*** Opening Records for this task ***

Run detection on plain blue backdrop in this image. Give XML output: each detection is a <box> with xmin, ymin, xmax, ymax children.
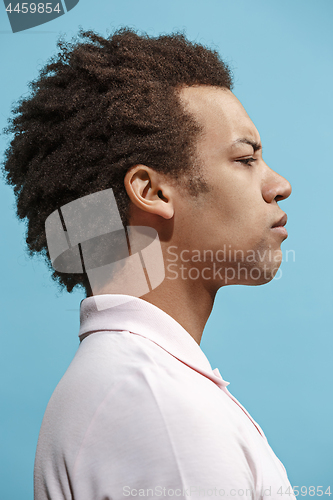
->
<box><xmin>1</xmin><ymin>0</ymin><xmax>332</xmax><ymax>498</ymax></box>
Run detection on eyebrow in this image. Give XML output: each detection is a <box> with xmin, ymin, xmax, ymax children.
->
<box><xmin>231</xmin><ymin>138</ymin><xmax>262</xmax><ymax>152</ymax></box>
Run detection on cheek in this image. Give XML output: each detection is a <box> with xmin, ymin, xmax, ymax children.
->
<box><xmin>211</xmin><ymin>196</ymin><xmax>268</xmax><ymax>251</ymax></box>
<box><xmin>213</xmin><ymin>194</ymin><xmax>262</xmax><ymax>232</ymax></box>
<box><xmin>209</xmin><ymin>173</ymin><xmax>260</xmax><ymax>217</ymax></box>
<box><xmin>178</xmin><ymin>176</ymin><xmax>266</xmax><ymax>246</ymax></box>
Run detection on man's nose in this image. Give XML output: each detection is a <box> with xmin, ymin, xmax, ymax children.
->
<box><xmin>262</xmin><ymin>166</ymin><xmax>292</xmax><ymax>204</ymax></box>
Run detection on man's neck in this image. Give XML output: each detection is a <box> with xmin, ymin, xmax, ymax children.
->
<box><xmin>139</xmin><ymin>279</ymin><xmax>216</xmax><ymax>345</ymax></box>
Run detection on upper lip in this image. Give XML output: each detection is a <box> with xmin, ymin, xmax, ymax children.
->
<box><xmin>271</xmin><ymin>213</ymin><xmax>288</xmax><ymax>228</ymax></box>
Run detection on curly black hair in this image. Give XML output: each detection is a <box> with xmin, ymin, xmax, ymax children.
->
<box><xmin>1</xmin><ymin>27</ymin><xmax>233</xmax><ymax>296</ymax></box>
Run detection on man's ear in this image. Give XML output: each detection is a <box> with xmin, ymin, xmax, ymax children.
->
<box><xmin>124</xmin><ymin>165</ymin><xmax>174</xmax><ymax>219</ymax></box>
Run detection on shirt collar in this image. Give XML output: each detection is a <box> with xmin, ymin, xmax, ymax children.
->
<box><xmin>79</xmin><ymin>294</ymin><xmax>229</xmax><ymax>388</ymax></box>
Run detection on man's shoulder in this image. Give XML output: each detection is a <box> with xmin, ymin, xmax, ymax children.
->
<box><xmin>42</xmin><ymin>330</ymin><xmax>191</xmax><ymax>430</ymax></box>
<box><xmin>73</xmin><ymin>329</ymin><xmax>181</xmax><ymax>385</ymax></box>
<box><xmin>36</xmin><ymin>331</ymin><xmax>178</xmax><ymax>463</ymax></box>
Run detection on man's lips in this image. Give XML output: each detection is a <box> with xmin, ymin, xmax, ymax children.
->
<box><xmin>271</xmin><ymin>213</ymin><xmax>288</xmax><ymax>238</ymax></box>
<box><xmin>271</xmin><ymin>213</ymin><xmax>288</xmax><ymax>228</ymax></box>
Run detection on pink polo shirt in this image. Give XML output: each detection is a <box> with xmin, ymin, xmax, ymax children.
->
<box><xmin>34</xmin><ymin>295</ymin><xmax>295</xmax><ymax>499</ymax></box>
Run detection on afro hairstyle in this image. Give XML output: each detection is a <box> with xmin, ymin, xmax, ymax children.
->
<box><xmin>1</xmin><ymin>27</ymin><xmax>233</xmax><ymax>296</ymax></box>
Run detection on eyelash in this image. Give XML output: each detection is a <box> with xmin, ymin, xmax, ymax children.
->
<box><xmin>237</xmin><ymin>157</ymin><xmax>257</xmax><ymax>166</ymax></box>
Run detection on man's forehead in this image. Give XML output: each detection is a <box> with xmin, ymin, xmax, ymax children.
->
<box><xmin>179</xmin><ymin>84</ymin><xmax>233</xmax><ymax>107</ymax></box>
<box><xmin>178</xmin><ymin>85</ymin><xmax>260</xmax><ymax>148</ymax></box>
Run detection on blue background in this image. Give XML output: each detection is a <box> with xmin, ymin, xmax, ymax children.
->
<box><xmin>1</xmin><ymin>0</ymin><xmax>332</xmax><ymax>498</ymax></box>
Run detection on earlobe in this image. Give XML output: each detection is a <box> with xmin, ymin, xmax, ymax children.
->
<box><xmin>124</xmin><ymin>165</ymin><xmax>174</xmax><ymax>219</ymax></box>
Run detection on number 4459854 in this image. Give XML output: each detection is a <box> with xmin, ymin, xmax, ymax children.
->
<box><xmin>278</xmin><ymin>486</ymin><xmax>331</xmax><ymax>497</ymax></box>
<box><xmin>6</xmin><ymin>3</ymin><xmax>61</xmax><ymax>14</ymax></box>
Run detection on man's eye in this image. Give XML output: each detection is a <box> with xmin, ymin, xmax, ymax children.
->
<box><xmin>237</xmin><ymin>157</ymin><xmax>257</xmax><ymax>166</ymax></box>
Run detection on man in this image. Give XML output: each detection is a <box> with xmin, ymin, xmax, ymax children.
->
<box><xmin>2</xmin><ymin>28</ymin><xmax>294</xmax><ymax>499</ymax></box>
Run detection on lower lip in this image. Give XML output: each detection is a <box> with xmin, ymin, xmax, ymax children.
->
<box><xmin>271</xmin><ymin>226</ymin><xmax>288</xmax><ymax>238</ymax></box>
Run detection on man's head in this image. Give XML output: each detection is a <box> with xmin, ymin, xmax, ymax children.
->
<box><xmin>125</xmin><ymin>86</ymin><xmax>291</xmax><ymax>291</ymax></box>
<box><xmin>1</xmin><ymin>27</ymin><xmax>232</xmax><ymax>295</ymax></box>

*** Closing Records for this task ***

Assignment:
Give an exact copy of the material, leaving out every picture.

Answer:
Run detection on plain blue backdrop in this image. Give XML output: each detection is a <box> with xmin, ymin, xmax, ymax children.
->
<box><xmin>1</xmin><ymin>0</ymin><xmax>332</xmax><ymax>498</ymax></box>
Run detection on eyebrow in this image. Give XML output: each detection is a <box> with xmin, ymin, xmax, ymax children.
->
<box><xmin>231</xmin><ymin>138</ymin><xmax>262</xmax><ymax>152</ymax></box>
Run detection on cheek in this image. Give XML output: each detection is a <box> with xmin, ymin, xmax, ymax children.
->
<box><xmin>211</xmin><ymin>196</ymin><xmax>268</xmax><ymax>251</ymax></box>
<box><xmin>213</xmin><ymin>194</ymin><xmax>262</xmax><ymax>232</ymax></box>
<box><xmin>209</xmin><ymin>173</ymin><xmax>260</xmax><ymax>217</ymax></box>
<box><xmin>178</xmin><ymin>176</ymin><xmax>266</xmax><ymax>246</ymax></box>
Run detection on man's nose in this image. Give XML output: each detection is a <box> with xmin, ymin, xmax, ymax children.
->
<box><xmin>262</xmin><ymin>166</ymin><xmax>292</xmax><ymax>204</ymax></box>
Run detection on man's neck in this image. Give XML output: each detection is a <box> with xmin, ymin, xmax, ymax children.
->
<box><xmin>139</xmin><ymin>279</ymin><xmax>216</xmax><ymax>345</ymax></box>
Run detection on upper lip in this image. Give XML output: each detection is a <box> with xmin, ymin, xmax, ymax children.
->
<box><xmin>271</xmin><ymin>213</ymin><xmax>288</xmax><ymax>228</ymax></box>
Run detection on curly black hair in this image. Give XML output: each detection is a <box> with xmin, ymin, xmax, ymax children.
->
<box><xmin>1</xmin><ymin>27</ymin><xmax>233</xmax><ymax>296</ymax></box>
Run detection on man's ear in this image. Give XML output: each detection is a <box> with xmin, ymin, xmax, ymax children.
->
<box><xmin>124</xmin><ymin>165</ymin><xmax>174</xmax><ymax>219</ymax></box>
Run detection on shirt collar in this image. Give XML output: each detection is a <box> with xmin, ymin, xmax, ymax children.
->
<box><xmin>79</xmin><ymin>294</ymin><xmax>229</xmax><ymax>388</ymax></box>
Run detection on man's shoulder in this image. Give XML output: each detection is a <box> with xmin, ymin, xmax, ymax children.
->
<box><xmin>42</xmin><ymin>330</ymin><xmax>191</xmax><ymax>430</ymax></box>
<box><xmin>73</xmin><ymin>329</ymin><xmax>181</xmax><ymax>385</ymax></box>
<box><xmin>36</xmin><ymin>331</ymin><xmax>178</xmax><ymax>463</ymax></box>
Run detection on man's lips in this image. Give XML output: each detection is a <box> with xmin, ymin, xmax, ymax children.
->
<box><xmin>271</xmin><ymin>213</ymin><xmax>288</xmax><ymax>238</ymax></box>
<box><xmin>271</xmin><ymin>213</ymin><xmax>288</xmax><ymax>228</ymax></box>
Run detection on pink polo shirt in this image. Give XML output: each detection is a <box> with xmin, ymin, xmax, ymax children.
->
<box><xmin>34</xmin><ymin>295</ymin><xmax>295</xmax><ymax>499</ymax></box>
Run detection on afro hairstyle in this image. Give XML output: each detection is a <box> with xmin, ymin, xmax, ymax children.
->
<box><xmin>1</xmin><ymin>27</ymin><xmax>233</xmax><ymax>296</ymax></box>
Run detection on eyelash in this image. Give XML output: each detection is a <box> with xmin, ymin, xmax, ymax children.
->
<box><xmin>237</xmin><ymin>157</ymin><xmax>257</xmax><ymax>166</ymax></box>
Run detection on man's forehead in this image. Give XML output: each detection is a <box> with xmin, ymin, xmax, ymax children.
->
<box><xmin>179</xmin><ymin>84</ymin><xmax>233</xmax><ymax>107</ymax></box>
<box><xmin>178</xmin><ymin>85</ymin><xmax>260</xmax><ymax>148</ymax></box>
Run detection on blue background in this image. Give XML output: each detection is a <box> with xmin, ymin, xmax, ymax children.
->
<box><xmin>1</xmin><ymin>0</ymin><xmax>332</xmax><ymax>498</ymax></box>
Run detection on earlobe in this image. Give XML output: each detection is a <box> with xmin, ymin, xmax, ymax children.
->
<box><xmin>124</xmin><ymin>165</ymin><xmax>174</xmax><ymax>219</ymax></box>
Run detection on number 4459854 in this image. Give XML output: each detection is a <box> with xmin, ymin, xmax, ymax children.
->
<box><xmin>278</xmin><ymin>486</ymin><xmax>331</xmax><ymax>497</ymax></box>
<box><xmin>6</xmin><ymin>3</ymin><xmax>61</xmax><ymax>14</ymax></box>
Run detection on man's eye in this image. Give XML output: each detection is a <box> with xmin, ymin, xmax, ymax children.
->
<box><xmin>237</xmin><ymin>157</ymin><xmax>257</xmax><ymax>166</ymax></box>
Run detection on man in this image. Give XML output: each detection is a <box> with xmin, ymin, xmax, ymax children.
->
<box><xmin>2</xmin><ymin>28</ymin><xmax>294</xmax><ymax>499</ymax></box>
Run detection on lower lip in this image. Give XML output: each detection is a <box> with xmin, ymin, xmax, ymax children.
->
<box><xmin>271</xmin><ymin>226</ymin><xmax>288</xmax><ymax>238</ymax></box>
Run detection on man's head in this image. Give XML output: each detection is a <box> with xmin, ymin, xmax, ymax children.
->
<box><xmin>125</xmin><ymin>86</ymin><xmax>291</xmax><ymax>291</ymax></box>
<box><xmin>1</xmin><ymin>27</ymin><xmax>232</xmax><ymax>295</ymax></box>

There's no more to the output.